Output exactly the lines from the one with "Pin every instance of the crowd" through the last line of the data below, both included, and nothing more.

+ + + + +

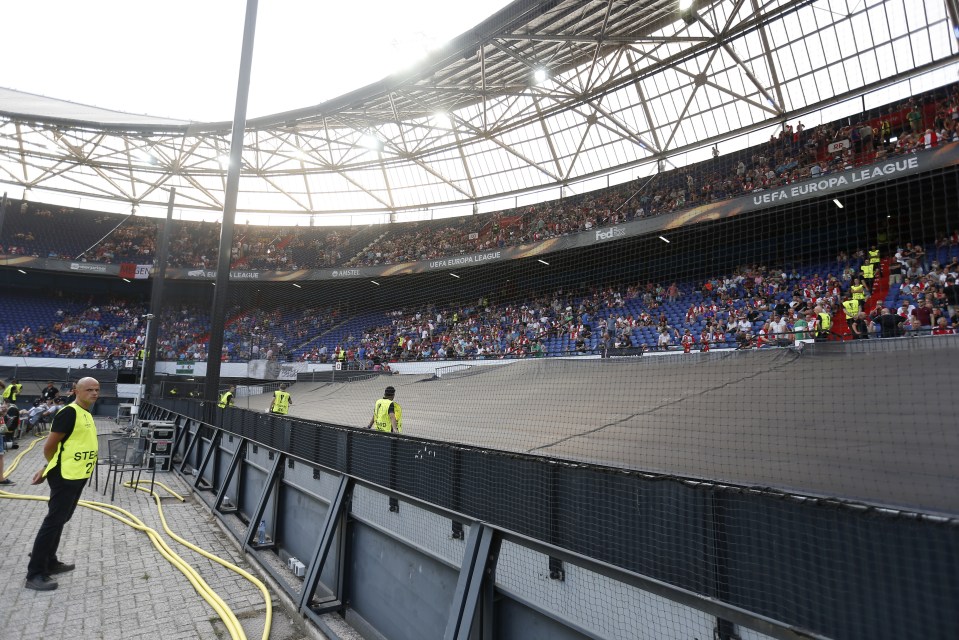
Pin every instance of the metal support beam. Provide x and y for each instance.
(156, 300)
(191, 445)
(479, 563)
(221, 295)
(210, 452)
(238, 455)
(257, 514)
(335, 523)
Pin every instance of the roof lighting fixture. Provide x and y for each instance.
(145, 156)
(371, 142)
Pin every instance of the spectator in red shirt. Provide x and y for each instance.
(942, 329)
(923, 318)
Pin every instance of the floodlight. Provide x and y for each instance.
(371, 142)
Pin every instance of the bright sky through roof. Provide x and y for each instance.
(180, 58)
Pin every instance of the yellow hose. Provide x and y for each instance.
(202, 588)
(206, 554)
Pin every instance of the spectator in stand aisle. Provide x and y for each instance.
(922, 315)
(942, 329)
(875, 260)
(823, 323)
(50, 392)
(688, 341)
(851, 307)
(906, 309)
(663, 341)
(895, 272)
(866, 135)
(951, 292)
(889, 324)
(868, 274)
(800, 327)
(780, 330)
(885, 129)
(860, 327)
(915, 118)
(281, 401)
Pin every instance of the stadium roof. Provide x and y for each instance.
(540, 96)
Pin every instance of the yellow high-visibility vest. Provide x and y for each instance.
(381, 415)
(77, 455)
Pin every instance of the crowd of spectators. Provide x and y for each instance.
(796, 153)
(754, 306)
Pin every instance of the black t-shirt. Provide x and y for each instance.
(12, 417)
(889, 323)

+ + + + +

Task output:
Pin every instance of the crowd of spectators. Provide x and y for each instance.
(796, 153)
(754, 306)
Pin every instance of the black t-shirt. Provide x and y for each instance.
(12, 417)
(889, 323)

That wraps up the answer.